Required work
Transcribe all the entries word for word, skipping the pictures.

Input for this task
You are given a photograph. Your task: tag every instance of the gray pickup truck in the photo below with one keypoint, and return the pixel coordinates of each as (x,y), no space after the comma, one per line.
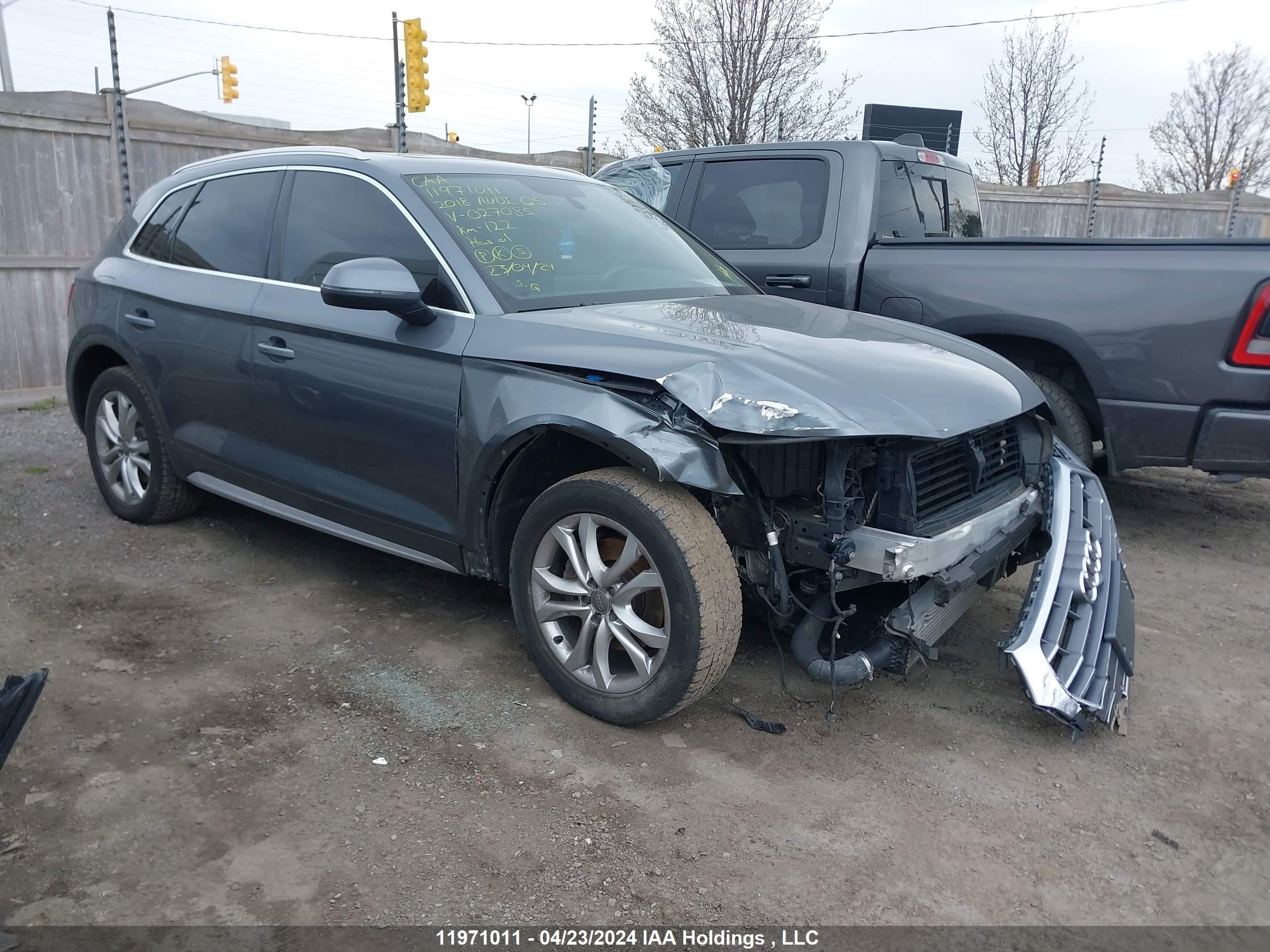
(1150,352)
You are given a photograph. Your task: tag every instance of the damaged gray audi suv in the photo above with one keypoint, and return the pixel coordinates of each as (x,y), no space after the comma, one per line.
(524,375)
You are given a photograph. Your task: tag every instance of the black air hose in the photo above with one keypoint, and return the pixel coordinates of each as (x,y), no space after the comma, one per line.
(877,655)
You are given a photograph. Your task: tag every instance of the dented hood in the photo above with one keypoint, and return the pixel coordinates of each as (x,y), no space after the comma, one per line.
(764,365)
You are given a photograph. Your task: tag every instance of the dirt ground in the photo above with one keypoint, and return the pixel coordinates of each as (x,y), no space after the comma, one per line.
(221,688)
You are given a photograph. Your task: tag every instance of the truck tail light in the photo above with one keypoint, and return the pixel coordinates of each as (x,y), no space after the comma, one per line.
(1253,348)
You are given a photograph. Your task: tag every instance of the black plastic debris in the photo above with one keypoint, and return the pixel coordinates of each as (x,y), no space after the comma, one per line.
(17,701)
(759,724)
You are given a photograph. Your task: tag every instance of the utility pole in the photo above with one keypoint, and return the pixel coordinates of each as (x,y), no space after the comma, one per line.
(5,67)
(529,106)
(591,137)
(1235,196)
(398,92)
(1095,184)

Answer box
You are given a photograph. Your task: tag every instance of the gray pickup truck in the photo below with one keypoint, and return the pixel coordinates of each as (x,y), no space after the comma, one per line.
(1150,352)
You are given a photograph. Your task: tag every instance of the damaged gray audi suv in the photo above with one keypoint, and return the pixel coordinates of each as (x,y), no space after the comma, one per line.
(524,375)
You are given a photograph. Your task: tag every instance of the black air hose in the photo above with one keypoint, and return the pixel coordinates of each as (x,y), no space after the comma, one per line.
(877,655)
You are given a photograph. Your task: tag every instance of the dented hood in the photo above with one keypoint, and return the pixel coordinates of each as (x,y), no space after the comma, one per line.
(764,365)
You are given a photograph. Your task: tag every instance of the dirt ground in the photo above with one keypoint, and return the pixel coordinates of each as (x,y), no space after the comma, one per line.
(221,688)
You are given a photograph. Your task: tag every instance of the truck tail light in the photo above with one keypoint, and return the pixel coordinates of each as (x,y), no space after the comma, one per line.
(1253,348)
You are given a photograph. Your task: tag every instance of the black plastic debris in the photo above with one keypoint, and return the pixel coordinates of each as (x,y), no space after the comma, one per line.
(17,701)
(759,724)
You are given a photograph. Your task: tag every instance of the utility pole in the photo above with one keypoint, and return the pixel coordinates of each as (x,y), no space after the comma, one per line.
(5,67)
(529,106)
(591,137)
(1235,196)
(398,92)
(1095,184)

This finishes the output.